Da Coreia do Sul chega-nos The Wailing (Goksung, 2016), a terceira longa-metragem de Hong-jin Na, um thriller de horror bebendo no imaginário do folclore local trazendo-nos um mundo de ligações entre sagrado e profano, modernismo e tradição.
Com apenas duas longas-metragens na sua carreira, o sul-coreano de Hong-jin Na especializou-se a filmar o mundo do crime, não hesitando em mostrar o seu lado mais visceral e sangrento. Agora num registo de terror mais clássico, o realizador e argumentista não hesita em manter os seus caminhos habituais, partindo de uma trama de mistério, de fundo policial, para desenvolver um intrincado enredo de mistério e horror.
Através da vida algo anedótica do agente Jong-Goo (Do Won Kwak), um dos mais inaptos polícias já filmados, vamo-nos deixando entrar na realidade de uma pequena comunidade de província, onde estranhas mortes flagelam famílias, com uma violência e marcas físicas difíceis de compreender. As peripécias quotidianas, que nos chegam a fazer rir, e nos fazem sentir empatia pelos protagonistas, cedo vão ganhando tons mais negros, nos contos narrados, nos pesadelos vividos, no avolumar de acontecimentos, e na ameaça que parece provir de um velho japonês (Jun Kunimura), que para alguns é um fantasma, ou de uma jovem desconhecida (Woo-hee Chun) que vai surgindo como aparição.

Segmento de dados ->
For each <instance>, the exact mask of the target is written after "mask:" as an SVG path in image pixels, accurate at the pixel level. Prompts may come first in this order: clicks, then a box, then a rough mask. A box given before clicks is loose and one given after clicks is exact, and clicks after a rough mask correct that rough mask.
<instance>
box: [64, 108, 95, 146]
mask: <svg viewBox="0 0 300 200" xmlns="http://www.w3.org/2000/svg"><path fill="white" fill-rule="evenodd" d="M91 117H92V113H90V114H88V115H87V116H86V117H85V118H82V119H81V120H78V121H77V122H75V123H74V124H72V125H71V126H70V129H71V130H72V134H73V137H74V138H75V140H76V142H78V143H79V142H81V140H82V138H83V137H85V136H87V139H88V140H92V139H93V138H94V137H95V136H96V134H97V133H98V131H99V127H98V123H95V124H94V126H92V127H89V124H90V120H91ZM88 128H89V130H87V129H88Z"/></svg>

Tarefas a realizar ->
A. No texto sobre The Wailing, em que é que as peripécias quotidianas vão ganhando tons mais negros? Indique todos os casos referidos.
B. Prossiga com o texto sobre The Wailing a partir da última frase apresentada.
Para realizar estas tarefas não precisa da listagem.

Resultados do exercício ->
A.
- Nos contos narrados
- Nos pesadelos vividos
- No avolumar de acontecimentos
- Na ameaça que parece provir de um velho japonês ou de uma jovem desconhecida

B.
Ganha aí pontos The Wailing, pois sem se caricaturar, nem cair no ridículo, consegue fazer a transição de uma atmosfera bem-humorada e leve, para um clima de universo a desabar, que se vai construindo episódio a episódio, mas também por força do desespero trazido pela interpretação sentida de Do Won Kwak.
Hong-jin Na intercala imagens naturais lindíssimas, com sugestões de sobrenatural, actos inspirados na iconografia cristã e budista (sempre prontas a olhar para o lado negro da alma), com um violento e ritualista xamanismo, que por mais incompreensível que nos seja, parece uma porta para um mundo de ameaça e medo. Aos poucos, The Wailing torna-se pesado, assusta, lembra O Exorcista, toca o tema dos zombies, entra no mais puro gore, choca, e provoca o nosso desconforto. Entramos numa decidida luta entre bem e mal, sem quase sabermos porquê, e muito menos quem é quem, por entre metáforas de charneira entre mundos (passado/presente, ocidente/oriente, religião/paganismo).
Com mais de duas horas e meia, The Wailing nunca se arrasta, conseguindo trazer algo de novo às fórmulas cansadas do terror actual, mercê de um argumento de mistério complexo, um imaginário rico, um ritmo bem cuidado, e uma bem construída sucessão de episódios que têm por missão ir aos poucos abalando os nervos do espectador.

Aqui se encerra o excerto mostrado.